| Work request |
Copy out only the span from the line with "Q: Point out each instance of the wall sconce" to the end of the data, both ends kept, word for word.

[[ The input open ]]

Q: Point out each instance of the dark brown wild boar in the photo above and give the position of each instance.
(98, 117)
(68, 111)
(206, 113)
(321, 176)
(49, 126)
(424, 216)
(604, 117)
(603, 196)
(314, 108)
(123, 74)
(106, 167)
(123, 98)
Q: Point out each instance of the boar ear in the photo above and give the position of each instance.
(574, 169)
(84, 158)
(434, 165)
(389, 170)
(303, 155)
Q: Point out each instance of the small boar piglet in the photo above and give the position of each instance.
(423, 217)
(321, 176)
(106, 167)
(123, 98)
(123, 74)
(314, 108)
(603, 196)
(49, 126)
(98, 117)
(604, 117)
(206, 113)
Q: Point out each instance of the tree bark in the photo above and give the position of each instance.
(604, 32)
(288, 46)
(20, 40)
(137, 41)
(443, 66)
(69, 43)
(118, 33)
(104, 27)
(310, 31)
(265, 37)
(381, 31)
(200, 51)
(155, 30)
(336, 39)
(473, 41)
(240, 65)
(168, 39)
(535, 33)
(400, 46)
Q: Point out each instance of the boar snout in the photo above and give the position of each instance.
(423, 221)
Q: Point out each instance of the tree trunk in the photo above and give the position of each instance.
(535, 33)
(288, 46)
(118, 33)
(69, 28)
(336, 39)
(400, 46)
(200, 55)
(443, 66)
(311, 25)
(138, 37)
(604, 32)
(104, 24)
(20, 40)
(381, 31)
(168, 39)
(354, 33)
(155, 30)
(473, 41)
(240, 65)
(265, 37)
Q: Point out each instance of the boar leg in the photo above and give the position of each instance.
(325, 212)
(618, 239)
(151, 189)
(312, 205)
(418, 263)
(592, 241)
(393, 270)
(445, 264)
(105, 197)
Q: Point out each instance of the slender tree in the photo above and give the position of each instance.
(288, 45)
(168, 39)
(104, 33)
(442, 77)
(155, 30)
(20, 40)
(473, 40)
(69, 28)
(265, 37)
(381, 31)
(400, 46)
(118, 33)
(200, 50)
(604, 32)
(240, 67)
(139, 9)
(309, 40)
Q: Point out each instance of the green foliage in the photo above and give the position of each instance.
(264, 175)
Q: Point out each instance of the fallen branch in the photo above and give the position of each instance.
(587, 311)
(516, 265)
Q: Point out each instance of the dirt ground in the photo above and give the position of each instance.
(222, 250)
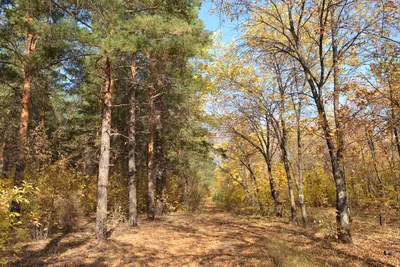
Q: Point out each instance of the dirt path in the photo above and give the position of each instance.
(212, 238)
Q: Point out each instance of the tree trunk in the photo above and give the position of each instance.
(342, 201)
(3, 147)
(381, 192)
(300, 163)
(23, 126)
(281, 132)
(133, 215)
(42, 110)
(256, 189)
(272, 183)
(161, 177)
(151, 172)
(104, 161)
(286, 165)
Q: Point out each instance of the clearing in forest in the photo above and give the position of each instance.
(213, 238)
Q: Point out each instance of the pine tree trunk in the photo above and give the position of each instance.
(381, 193)
(133, 215)
(104, 161)
(42, 110)
(23, 126)
(3, 148)
(160, 159)
(151, 166)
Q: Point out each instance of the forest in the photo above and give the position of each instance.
(132, 136)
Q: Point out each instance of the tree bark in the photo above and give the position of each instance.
(104, 161)
(3, 148)
(133, 215)
(23, 126)
(151, 166)
(3, 145)
(381, 192)
(285, 158)
(161, 177)
(300, 163)
(268, 160)
(342, 201)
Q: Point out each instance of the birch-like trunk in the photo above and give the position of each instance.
(151, 167)
(23, 124)
(104, 161)
(133, 214)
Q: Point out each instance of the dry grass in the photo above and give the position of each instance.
(214, 238)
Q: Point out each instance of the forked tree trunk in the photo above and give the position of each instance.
(104, 161)
(282, 138)
(151, 166)
(23, 125)
(336, 147)
(286, 165)
(133, 215)
(299, 182)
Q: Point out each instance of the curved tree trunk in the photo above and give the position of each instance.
(300, 164)
(104, 161)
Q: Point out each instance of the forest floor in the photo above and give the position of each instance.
(213, 238)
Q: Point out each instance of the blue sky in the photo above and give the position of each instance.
(213, 23)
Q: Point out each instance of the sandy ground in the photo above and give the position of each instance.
(212, 238)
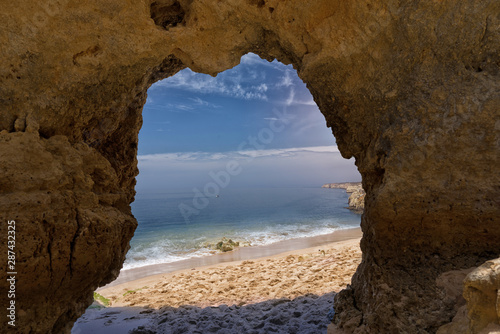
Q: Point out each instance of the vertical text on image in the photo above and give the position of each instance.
(11, 272)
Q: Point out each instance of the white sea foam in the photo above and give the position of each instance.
(168, 251)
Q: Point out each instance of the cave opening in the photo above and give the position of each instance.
(231, 168)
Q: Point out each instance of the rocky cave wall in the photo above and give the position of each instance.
(410, 89)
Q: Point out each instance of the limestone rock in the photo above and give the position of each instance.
(411, 90)
(481, 315)
(226, 245)
(482, 292)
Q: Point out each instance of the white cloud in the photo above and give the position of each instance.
(286, 80)
(231, 84)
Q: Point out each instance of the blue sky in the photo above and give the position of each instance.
(258, 116)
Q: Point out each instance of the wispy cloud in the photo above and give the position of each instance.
(236, 155)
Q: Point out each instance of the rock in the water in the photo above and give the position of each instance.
(226, 245)
(356, 199)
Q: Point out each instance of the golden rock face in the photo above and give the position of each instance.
(410, 89)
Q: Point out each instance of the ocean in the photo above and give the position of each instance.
(250, 216)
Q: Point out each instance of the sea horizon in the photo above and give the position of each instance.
(251, 216)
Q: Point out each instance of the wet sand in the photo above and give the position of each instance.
(281, 288)
(240, 254)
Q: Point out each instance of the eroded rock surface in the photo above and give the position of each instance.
(410, 89)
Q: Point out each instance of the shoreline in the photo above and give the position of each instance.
(150, 272)
(288, 292)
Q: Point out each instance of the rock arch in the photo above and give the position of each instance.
(410, 89)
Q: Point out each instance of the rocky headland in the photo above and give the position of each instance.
(356, 199)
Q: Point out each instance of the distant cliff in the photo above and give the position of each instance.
(356, 199)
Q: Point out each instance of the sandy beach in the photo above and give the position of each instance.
(244, 295)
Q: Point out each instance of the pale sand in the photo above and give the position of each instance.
(286, 275)
(288, 293)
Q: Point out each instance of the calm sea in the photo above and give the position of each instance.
(251, 216)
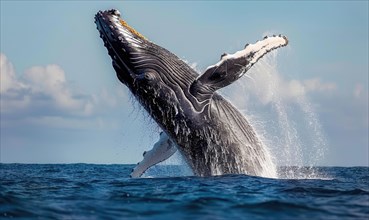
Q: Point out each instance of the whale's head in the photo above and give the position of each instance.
(155, 76)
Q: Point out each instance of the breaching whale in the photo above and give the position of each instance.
(211, 134)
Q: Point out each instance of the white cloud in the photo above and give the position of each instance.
(44, 92)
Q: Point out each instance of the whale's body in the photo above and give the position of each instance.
(210, 133)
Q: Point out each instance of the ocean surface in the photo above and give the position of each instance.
(87, 191)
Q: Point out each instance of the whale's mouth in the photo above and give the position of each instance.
(123, 43)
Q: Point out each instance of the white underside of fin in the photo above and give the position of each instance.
(162, 150)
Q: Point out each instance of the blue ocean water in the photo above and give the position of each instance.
(86, 191)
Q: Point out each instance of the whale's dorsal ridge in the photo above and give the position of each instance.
(233, 66)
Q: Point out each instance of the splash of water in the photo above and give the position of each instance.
(283, 117)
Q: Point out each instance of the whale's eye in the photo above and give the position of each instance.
(148, 76)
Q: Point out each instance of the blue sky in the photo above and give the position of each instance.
(61, 101)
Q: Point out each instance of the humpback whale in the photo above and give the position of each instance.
(209, 132)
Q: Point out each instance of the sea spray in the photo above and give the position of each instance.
(283, 117)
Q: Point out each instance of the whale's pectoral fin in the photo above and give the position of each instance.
(161, 151)
(233, 66)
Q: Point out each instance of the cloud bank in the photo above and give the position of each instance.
(44, 96)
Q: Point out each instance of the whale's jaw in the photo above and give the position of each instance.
(211, 134)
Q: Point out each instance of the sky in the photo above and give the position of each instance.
(62, 103)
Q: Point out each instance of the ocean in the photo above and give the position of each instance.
(89, 191)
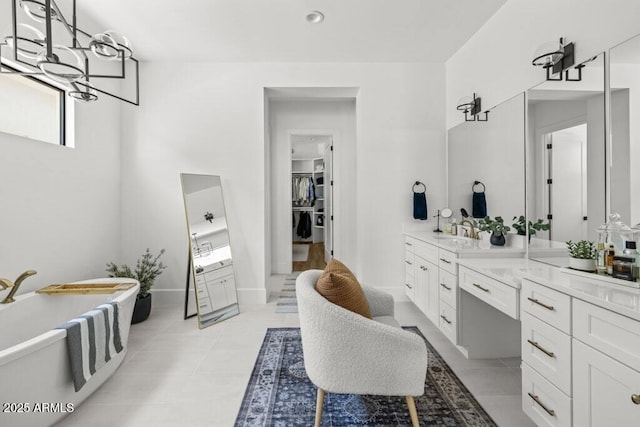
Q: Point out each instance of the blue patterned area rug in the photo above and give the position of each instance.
(280, 394)
(287, 302)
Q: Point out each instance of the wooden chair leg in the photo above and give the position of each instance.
(319, 405)
(412, 411)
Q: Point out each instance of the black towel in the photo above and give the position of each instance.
(479, 205)
(419, 205)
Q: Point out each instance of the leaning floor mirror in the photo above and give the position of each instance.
(212, 273)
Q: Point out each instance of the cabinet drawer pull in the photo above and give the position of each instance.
(478, 286)
(539, 347)
(537, 400)
(535, 301)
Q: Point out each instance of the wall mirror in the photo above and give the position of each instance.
(625, 130)
(212, 273)
(566, 157)
(492, 154)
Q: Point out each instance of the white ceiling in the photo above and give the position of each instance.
(276, 30)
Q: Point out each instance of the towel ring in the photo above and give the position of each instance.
(475, 183)
(418, 183)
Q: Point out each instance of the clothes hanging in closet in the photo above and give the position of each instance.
(304, 225)
(303, 191)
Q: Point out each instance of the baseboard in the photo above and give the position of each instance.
(398, 294)
(173, 297)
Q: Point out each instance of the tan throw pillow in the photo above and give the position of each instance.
(338, 285)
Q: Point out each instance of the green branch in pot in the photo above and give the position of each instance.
(582, 249)
(147, 270)
(520, 226)
(493, 225)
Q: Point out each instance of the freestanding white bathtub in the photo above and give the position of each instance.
(36, 386)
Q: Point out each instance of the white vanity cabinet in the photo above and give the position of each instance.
(431, 282)
(580, 360)
(409, 268)
(606, 367)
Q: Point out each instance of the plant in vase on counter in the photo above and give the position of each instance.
(496, 227)
(521, 226)
(583, 255)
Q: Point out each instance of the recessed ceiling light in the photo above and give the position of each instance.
(315, 17)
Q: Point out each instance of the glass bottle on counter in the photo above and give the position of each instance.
(601, 262)
(609, 255)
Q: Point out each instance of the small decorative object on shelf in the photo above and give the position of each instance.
(496, 227)
(521, 226)
(583, 255)
(147, 270)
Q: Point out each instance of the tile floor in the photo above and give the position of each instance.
(175, 374)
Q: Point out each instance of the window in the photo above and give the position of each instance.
(32, 108)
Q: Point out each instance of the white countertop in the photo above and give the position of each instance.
(465, 245)
(617, 297)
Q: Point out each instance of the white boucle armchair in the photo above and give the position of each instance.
(345, 352)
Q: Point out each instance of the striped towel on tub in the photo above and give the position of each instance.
(92, 340)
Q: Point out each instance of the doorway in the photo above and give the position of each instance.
(566, 182)
(311, 199)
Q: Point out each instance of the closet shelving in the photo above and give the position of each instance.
(314, 169)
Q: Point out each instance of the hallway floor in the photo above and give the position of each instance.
(175, 374)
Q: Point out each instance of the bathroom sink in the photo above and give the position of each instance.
(85, 288)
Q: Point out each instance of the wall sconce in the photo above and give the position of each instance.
(556, 58)
(471, 106)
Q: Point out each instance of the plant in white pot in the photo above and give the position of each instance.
(148, 268)
(583, 255)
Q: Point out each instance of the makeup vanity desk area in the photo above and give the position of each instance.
(580, 341)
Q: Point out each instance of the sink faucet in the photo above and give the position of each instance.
(473, 234)
(14, 286)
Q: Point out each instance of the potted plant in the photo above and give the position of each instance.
(147, 270)
(521, 226)
(496, 227)
(583, 255)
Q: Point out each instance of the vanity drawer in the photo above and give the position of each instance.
(409, 286)
(544, 403)
(448, 285)
(204, 305)
(547, 350)
(611, 333)
(409, 260)
(426, 251)
(550, 306)
(447, 261)
(495, 293)
(448, 324)
(409, 243)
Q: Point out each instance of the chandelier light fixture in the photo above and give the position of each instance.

[[ The input closed ]]

| Response below |
Q: Point out each instance of the wall sconce in the photo above and give the position of each instance.
(556, 58)
(471, 106)
Q: Point out each instance of the plant in white pot in the photo above and give the position of each instance.
(148, 268)
(583, 255)
Q: Point out each instance of the makeup vanity desk area in the photo above and give the position of each instance.
(580, 341)
Q: Point out each instance of the sink faucet in the photo above and give the position of each instance.
(473, 234)
(14, 286)
Q: Point out each instance of the potted plant in the photo above and give the position of each instance.
(147, 270)
(521, 226)
(496, 227)
(583, 255)
Q: Point out each instance of the vanity drawer in the photo above and give the position of each instance.
(409, 286)
(544, 403)
(448, 285)
(204, 305)
(547, 350)
(611, 333)
(409, 260)
(426, 251)
(550, 306)
(447, 261)
(495, 293)
(448, 324)
(409, 243)
Q: Point out each instance of the chandelier light fixture in the photo above and give the position of each instance.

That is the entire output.